Excerpt to read ▸
# Body shield Pro with Tiff Needell



## carwarpz

Just watched Pitch TV shopping channel on sky!

Body shield pro came on, a new waterless car wash! 
Looks impresive....
its on there website too 

anyone else catch this?


----------



## DIESEL DAVE

http://www.pitch.tv/p-5921-body-shield-pro.aspx


----------



## Exotica

I use this , probably no difference and cheaper. I got three for £30

http://www.idealworld.tv/BOGOF_Greased_Lightning_Showroom_Shine_1L_171785.aspx?fh_location=//idealworld/en_GB/[email protected];{8008}






Not my clip

Its ok for a quick spruce up.


----------



## DIESEL DAVE

Exotica said:


> I use this , probably no difference and cheaper. I got three for £30


Proshine is the same stuff, I bought 20lts for £120 (Netparts)

Requirement 1 ▸
Set down the car wash thread word for word, starting with "http://www.ide" and going on through "quick spruce up.".

Recorded data ▸

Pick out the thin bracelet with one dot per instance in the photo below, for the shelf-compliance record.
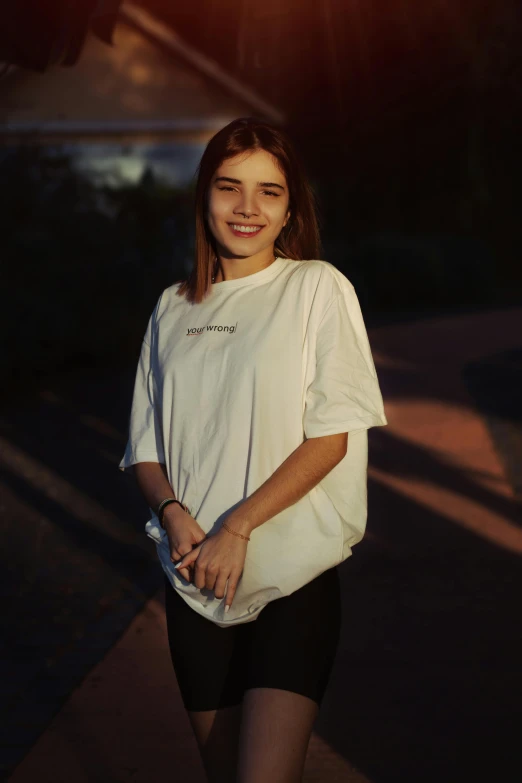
(234, 533)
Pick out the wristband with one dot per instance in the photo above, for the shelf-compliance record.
(163, 505)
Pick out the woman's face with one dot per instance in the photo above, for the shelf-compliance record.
(247, 204)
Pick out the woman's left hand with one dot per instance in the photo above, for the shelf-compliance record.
(219, 558)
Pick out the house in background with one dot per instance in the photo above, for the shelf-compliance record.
(149, 102)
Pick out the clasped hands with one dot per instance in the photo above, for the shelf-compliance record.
(218, 559)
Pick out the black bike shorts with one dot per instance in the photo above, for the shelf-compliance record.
(291, 645)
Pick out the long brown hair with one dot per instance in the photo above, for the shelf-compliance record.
(298, 240)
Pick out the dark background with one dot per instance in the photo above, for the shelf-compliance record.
(408, 116)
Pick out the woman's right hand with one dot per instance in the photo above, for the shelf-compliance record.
(183, 533)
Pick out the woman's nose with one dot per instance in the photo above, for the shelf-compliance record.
(246, 206)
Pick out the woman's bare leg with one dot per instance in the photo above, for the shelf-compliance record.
(217, 735)
(275, 732)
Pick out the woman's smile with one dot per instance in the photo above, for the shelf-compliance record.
(244, 231)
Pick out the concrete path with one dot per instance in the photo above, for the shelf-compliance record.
(426, 685)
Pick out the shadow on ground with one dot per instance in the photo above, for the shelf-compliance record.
(426, 685)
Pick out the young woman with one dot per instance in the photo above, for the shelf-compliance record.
(253, 374)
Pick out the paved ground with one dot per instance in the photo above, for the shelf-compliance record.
(427, 683)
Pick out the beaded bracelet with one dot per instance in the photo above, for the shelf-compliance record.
(234, 533)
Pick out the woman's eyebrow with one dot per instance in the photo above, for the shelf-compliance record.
(238, 182)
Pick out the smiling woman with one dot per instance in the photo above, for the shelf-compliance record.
(254, 393)
(253, 209)
(253, 201)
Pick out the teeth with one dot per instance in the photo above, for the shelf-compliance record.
(247, 229)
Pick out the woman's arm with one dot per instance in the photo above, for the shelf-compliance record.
(297, 475)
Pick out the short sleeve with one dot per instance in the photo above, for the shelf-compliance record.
(145, 440)
(344, 393)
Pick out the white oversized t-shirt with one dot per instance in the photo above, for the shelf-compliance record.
(228, 388)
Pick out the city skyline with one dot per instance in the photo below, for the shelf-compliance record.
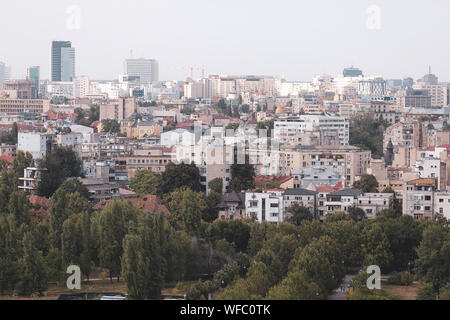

Requirement 2 ▸
Locate every line in the listing that contains the word "below", and copy each of those lines in full.

Problem solution 1 ▸
http://www.idealworld.tv/BOGOF_Greased_Lightning_Showroom_Shine_1L_171785.aspx?fh_location=//idealworld/en_GB/[email protected];{8008}






Not my clip

Its ok for a quick spruce up.

Problem solution 2 ▸
Pick out the thin bracelet with one dot per instance in the photo below, for the shelf-compliance record.
Pick out the city skyline with one dot per instance in the photo below, for the shelf-compliance record.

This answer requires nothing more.